- [Input records]:
· · · ·

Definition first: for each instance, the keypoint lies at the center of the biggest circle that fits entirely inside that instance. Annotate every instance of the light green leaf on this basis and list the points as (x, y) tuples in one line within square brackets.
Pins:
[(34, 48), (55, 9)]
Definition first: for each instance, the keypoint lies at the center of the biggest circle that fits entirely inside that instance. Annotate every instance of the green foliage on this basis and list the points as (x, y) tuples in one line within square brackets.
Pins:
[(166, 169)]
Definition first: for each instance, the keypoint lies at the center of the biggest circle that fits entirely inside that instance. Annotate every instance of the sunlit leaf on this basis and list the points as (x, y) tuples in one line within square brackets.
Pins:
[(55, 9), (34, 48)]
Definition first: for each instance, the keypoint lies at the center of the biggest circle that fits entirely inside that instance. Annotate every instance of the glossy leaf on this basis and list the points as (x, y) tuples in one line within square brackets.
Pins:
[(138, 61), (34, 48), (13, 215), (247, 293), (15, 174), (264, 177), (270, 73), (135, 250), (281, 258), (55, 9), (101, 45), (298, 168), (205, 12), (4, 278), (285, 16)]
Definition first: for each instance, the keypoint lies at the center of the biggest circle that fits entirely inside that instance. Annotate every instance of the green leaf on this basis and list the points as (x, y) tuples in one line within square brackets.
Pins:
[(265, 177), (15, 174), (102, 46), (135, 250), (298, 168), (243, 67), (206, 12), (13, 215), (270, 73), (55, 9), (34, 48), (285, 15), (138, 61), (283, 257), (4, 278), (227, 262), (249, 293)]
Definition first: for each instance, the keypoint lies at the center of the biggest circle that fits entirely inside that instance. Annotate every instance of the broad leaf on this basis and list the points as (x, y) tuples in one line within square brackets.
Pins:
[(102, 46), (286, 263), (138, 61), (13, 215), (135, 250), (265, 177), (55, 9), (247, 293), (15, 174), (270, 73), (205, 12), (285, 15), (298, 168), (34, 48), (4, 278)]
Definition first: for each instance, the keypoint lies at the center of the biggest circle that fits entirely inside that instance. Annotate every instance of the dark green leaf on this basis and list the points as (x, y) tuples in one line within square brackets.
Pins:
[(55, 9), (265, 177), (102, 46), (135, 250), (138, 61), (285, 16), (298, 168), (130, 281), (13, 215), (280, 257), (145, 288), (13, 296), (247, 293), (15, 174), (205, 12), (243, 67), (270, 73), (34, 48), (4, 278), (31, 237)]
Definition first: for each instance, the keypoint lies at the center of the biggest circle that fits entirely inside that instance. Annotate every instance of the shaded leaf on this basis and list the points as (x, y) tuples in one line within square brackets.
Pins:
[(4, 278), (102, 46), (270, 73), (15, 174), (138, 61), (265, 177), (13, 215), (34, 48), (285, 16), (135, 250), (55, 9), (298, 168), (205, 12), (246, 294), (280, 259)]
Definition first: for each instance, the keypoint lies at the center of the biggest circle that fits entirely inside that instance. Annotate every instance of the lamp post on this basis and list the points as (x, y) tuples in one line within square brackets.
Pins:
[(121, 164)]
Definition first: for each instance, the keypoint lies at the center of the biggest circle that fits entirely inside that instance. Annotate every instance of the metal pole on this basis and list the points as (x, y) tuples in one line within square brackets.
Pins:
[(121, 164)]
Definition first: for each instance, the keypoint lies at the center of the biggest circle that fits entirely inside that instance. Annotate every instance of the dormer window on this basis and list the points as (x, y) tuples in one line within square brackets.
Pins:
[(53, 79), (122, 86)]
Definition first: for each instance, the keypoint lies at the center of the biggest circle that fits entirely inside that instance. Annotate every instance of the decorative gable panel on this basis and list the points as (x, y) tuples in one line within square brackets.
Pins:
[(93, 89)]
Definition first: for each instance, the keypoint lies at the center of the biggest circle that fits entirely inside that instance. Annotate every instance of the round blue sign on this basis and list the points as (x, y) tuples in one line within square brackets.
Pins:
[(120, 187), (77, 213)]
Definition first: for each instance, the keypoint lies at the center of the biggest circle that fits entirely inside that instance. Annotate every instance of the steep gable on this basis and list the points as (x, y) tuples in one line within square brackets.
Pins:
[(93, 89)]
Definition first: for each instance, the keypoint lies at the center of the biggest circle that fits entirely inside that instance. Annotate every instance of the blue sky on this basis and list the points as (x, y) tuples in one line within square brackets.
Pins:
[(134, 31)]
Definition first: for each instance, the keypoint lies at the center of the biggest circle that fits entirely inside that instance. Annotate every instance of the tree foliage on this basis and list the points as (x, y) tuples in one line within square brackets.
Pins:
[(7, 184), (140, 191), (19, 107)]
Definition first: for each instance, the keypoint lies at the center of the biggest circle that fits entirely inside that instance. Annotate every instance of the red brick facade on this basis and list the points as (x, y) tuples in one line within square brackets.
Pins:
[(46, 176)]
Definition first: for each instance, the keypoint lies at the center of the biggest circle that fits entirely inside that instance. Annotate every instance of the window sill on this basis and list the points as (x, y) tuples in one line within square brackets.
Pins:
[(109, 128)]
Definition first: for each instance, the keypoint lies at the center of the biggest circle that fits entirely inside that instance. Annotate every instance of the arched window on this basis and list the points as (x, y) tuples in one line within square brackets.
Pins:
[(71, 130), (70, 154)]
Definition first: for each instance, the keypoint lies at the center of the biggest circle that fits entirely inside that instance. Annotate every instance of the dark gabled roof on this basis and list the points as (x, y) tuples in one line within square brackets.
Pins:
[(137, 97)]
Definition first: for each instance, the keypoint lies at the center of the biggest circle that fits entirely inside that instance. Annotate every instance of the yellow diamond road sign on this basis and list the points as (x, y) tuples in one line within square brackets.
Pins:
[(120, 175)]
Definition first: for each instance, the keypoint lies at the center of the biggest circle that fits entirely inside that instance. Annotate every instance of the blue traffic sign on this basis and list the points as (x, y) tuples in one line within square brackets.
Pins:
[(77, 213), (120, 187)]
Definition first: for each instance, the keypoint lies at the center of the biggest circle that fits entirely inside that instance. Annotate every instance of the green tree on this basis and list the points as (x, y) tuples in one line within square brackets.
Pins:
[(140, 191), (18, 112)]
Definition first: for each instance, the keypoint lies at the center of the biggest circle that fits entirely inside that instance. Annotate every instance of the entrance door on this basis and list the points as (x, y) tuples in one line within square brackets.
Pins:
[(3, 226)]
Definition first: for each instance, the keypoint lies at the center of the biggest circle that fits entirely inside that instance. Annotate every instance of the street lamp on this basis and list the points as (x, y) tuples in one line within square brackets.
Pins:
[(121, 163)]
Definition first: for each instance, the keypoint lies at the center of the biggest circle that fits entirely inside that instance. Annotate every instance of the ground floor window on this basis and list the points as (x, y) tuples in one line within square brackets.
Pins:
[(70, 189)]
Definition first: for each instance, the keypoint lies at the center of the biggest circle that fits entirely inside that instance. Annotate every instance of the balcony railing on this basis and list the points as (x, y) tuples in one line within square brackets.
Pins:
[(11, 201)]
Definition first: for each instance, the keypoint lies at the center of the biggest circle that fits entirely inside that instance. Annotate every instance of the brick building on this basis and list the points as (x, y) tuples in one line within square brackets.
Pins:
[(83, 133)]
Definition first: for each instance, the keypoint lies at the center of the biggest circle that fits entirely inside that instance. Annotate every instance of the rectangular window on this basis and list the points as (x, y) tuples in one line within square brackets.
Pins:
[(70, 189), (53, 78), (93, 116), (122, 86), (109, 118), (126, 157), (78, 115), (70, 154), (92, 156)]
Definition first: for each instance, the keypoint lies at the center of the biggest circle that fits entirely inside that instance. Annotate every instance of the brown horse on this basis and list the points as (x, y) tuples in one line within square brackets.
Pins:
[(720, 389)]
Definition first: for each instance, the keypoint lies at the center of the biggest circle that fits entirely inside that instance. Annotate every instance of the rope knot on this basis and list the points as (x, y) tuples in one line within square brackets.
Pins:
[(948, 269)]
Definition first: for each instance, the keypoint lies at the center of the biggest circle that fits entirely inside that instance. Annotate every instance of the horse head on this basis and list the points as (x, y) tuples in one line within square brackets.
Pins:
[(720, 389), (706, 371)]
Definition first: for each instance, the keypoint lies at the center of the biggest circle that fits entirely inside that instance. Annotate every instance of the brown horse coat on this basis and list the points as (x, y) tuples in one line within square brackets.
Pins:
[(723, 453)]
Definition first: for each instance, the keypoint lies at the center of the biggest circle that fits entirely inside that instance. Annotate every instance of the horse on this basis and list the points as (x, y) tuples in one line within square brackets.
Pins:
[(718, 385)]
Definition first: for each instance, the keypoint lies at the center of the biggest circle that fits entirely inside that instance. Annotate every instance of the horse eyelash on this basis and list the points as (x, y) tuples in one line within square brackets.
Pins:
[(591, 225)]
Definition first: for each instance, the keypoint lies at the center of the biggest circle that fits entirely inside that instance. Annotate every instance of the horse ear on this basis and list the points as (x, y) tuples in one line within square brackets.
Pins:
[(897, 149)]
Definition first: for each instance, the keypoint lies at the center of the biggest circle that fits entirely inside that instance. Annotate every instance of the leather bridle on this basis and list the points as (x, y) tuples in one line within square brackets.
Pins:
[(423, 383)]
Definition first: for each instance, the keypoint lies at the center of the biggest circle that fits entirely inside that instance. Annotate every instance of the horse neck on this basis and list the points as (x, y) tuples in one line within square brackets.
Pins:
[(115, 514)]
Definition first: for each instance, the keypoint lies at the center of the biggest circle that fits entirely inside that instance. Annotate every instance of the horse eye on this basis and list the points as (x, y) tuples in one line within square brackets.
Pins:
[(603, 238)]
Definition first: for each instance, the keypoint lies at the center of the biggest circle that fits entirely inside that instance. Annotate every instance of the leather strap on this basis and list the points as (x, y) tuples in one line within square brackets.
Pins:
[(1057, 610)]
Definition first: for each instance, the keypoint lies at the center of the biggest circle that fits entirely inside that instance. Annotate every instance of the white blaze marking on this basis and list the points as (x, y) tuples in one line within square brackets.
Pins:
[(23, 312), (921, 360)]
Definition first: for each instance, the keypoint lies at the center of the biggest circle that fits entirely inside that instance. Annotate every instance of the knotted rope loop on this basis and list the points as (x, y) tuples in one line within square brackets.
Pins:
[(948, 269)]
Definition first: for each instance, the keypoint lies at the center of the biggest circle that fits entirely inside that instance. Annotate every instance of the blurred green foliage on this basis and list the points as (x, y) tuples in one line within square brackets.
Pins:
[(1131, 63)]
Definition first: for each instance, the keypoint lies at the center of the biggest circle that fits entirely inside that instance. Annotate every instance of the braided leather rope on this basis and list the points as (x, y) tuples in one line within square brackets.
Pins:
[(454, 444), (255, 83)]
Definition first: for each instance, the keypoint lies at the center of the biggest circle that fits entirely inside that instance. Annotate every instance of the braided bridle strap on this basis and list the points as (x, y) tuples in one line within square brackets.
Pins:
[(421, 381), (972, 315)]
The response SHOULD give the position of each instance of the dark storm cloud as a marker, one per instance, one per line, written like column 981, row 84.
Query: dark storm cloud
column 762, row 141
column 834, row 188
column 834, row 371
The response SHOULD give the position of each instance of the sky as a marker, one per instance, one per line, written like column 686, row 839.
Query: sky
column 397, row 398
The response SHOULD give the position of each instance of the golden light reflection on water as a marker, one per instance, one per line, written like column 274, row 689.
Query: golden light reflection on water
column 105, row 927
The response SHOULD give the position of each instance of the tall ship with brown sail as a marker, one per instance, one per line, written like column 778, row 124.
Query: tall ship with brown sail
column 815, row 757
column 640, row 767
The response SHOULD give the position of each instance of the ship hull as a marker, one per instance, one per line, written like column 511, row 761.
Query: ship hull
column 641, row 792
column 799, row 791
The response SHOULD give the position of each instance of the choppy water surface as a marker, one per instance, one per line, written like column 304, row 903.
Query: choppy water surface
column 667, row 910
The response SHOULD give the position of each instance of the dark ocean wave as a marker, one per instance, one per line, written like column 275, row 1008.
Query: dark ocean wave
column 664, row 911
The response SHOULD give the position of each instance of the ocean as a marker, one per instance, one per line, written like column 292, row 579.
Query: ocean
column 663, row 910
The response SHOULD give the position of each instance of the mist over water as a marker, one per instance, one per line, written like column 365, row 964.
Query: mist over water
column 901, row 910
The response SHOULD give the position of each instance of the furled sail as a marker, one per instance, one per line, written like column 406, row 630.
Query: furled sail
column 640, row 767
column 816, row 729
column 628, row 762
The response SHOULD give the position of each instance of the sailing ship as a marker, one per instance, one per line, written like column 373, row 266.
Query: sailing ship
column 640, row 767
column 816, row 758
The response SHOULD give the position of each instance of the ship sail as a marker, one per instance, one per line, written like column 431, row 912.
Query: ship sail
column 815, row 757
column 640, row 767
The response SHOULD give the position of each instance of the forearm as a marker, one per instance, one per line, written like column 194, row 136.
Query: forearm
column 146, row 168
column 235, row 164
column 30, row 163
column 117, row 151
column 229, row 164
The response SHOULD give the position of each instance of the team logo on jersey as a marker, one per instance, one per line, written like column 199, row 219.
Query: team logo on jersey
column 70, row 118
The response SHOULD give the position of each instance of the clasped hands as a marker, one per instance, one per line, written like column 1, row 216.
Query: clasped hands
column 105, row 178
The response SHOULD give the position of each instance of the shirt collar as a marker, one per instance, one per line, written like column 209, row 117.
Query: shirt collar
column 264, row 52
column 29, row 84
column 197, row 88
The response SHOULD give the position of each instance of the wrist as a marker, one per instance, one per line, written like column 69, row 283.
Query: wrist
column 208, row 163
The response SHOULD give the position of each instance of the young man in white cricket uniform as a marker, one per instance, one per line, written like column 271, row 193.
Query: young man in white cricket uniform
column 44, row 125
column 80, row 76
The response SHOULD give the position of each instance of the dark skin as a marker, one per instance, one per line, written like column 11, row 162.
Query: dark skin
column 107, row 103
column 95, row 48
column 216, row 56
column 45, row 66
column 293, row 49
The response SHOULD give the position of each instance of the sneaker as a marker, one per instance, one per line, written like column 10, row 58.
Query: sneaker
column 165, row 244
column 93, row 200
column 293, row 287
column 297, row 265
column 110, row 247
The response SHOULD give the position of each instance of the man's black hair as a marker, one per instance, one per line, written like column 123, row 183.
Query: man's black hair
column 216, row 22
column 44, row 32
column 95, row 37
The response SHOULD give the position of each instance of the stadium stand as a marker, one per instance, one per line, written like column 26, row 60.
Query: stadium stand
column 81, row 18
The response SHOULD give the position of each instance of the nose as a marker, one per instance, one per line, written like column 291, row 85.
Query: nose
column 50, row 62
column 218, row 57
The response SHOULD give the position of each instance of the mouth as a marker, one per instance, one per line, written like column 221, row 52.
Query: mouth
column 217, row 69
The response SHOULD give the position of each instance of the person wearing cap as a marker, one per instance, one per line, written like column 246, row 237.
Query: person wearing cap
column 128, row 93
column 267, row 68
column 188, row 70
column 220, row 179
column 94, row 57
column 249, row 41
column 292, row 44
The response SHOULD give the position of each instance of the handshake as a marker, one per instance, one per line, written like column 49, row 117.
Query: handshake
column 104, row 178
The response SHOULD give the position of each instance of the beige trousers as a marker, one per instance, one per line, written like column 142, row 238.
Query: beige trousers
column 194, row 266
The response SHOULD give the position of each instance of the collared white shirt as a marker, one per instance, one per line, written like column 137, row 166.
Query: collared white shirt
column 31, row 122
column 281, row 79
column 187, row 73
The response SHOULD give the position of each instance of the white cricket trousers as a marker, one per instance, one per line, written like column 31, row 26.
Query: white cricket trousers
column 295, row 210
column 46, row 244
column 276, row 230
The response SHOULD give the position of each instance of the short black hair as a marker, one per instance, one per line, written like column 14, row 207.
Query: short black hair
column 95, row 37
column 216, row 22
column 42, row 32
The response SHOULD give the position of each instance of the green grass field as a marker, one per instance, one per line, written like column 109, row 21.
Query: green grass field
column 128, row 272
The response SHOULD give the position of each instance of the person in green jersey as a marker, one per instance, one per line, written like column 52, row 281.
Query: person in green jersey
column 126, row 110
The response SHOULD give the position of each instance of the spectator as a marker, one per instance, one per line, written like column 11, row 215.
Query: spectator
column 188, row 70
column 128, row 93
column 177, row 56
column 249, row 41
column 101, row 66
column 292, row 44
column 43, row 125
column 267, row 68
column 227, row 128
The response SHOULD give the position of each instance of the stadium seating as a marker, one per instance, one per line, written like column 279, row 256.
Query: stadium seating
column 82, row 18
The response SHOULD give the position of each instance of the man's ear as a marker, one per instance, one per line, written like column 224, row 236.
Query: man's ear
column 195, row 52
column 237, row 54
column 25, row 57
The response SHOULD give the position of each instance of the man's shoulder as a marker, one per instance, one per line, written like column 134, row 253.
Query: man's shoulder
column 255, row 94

· · · ·

- [Instructions for the task]: Your task is to reproduce exactly the lines from the one with "11, row 215." through the end of the listing. Both ends belong in the answer.

- [Answer box]:
The response SHOULD give the position of each instance of the spectator as a marker, one per instance, one per line, written like column 11, row 215.
Query: spectator
column 188, row 70
column 128, row 93
column 177, row 56
column 249, row 41
column 101, row 66
column 292, row 44
column 43, row 125
column 267, row 68
column 227, row 128
The response SHOULD give the position of each instance of the stadium seating as a marker, one per instance, one per line, written like column 279, row 256.
Query: stadium seating
column 82, row 18
The response SHOULD give the position of each instance of the man's ear as a marker, one per instance, one per line, written like column 224, row 236.
Query: man's ear
column 195, row 52
column 237, row 54
column 25, row 57
The response SHOULD give the position of each instance of the man's shoulder as a marker, one per instance, one per line, written like column 134, row 253.
Query: man's shoulder
column 255, row 94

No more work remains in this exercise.